— Short exercise 1 —
Transcribe part of the Boost.Python passage, starting at the words "Finally, all wrapping" and stopping after the words "const* greet(unsigned x)".

— Selected passage —
────────────────

It must be possible to insulate Python users from crashes resulting
from trivial misuses of C++ interfaces, such as accessing
already-deleted objects. By the same token the library should
insulate C++ users from low-level Python 'C' API, replacing
error-prone 'C' interfaces like manual reference-count management and
raw ``PyObject`` pointers with more-robust alternatives.
Support for component-based development is crucial, so that C++ types
exposed in one extension module can be passed to functions exposed in
another without loss of crucial information like C++ inheritance
relationships.
Finally, all wrapping must be *non-intrusive*, without modifying or
even seeing the original C++ source code. Existing C++ libraries have
to be wrappable by third parties who only have access to header files
and binaries.
==========================
Hello Boost.Python World
==========================
And now for a preview of Boost.Python, and how it improves on the raw
facilities offered by Python. Here's a function we might want to
expose::
char const* greet(unsigned x)
{
static char const* const msgs[] = { "hello", "Boost.Python", "world!" };
if (x > 2)
throw std::range_error("greet: index out of range");
return msgs[x];
}
To wrap this function in standard C++ using the Python 'C' API, we'd
need something like this::
extern "C" // all Python interactions use 'C' linkage and calling convention
{
// Wrapper to handle argument/result conversion and checking
PyObject* greet_wrap(PyObject* args, PyObject * keywords)
{
int x;
if (PyArg_ParseTuple(args, "i", &x)) // extract/check arguments
{
char const* result = greet(x); // invoke wrapped function
return PyString_FromString(result); // convert result to Python
}
return 0; // error occurred
}
// Table of wrapped functions to be exposed by the module
static PyMethodDef methods[] = {
{ "greet", greet_wrap, METH_VARARGS, "return one of 3 parts of a greeting" }
, { NULL, NULL, 0, NULL } // sentinel
};
// module initialization function
DL_EXPORT init_hello()
{
(void) Py_InitModule("hello", methods); // add the methods to the module
}
}
Now here's the wrapping code we'd use to expose it with Boost.Python::
#include <boost/python.hpp>
using namespace boost::python;
BOOST_PYTHON_MODULE(hello)
{
def("greet", greet, "return one of 3 parts of a greeting");
}
and here it is in action::
>>> import hello
>>> for x in range(3):
... print hello.greet(x)
...
hello
Boost.Python
world!
Aside from the fact that the 'C' API version is much more verbose,
it's worth noting a few things that it doesn't handle correctly:
* The original function accepts an unsigned integer, and the Python
'C' API only gives us a way of extracting signed integers. The
Boost.Python version will raise a Python exception if we try to pass
a negative number to ``hello.greet``, but the other one will proceed
to do whatever the C++ implementation does when converting an
negative integer to unsigned (usually wrapping to some very large
number), and pass the incorrect translation on to the wrapped
function.

────────────────

— Supplied records —
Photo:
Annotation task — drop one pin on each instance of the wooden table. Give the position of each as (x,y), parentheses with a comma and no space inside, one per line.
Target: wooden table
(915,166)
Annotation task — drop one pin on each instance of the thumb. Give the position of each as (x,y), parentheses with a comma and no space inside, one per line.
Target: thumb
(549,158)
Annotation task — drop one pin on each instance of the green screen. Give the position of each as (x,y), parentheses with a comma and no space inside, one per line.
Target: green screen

────────────────

— Short exercise 2 —
Rewrite every line of the records as a numbered list, omitting any blank lines.

— Exercise solution 1 —
Finally, all wrapping must be *non-intrusive*, without modifying or
even seeing the original C++ source code. Existing C++ libraries have
to be wrappable by third parties who only have access to header files
and binaries.
==========================
Hello Boost.Python World
==========================
And now for a preview of Boost.Python, and how it improves on the raw
facilities offered by Python. Here's a function we might want to
expose::
char const* greet(unsigned x)

— Exercise solution 2 —
1. Photo:
2. Annotation task — drop one pin on each instance of the wooden table. Give the position of each as (x,y), parentheses with a comma and no space inside, one per line.
3. Target: wooden table
4. (915,166)
5. Annotation task — drop one pin on each instance of the thumb. Give the position of each as (x,y), parentheses with a comma and no space inside, one per line.
6. Target: thumb
7. (549,158)
8. Annotation task — drop one pin on each instance of the green screen. Give the position of each as (x,y), parentheses with a comma and no space inside, one per line.
9. Target: green screen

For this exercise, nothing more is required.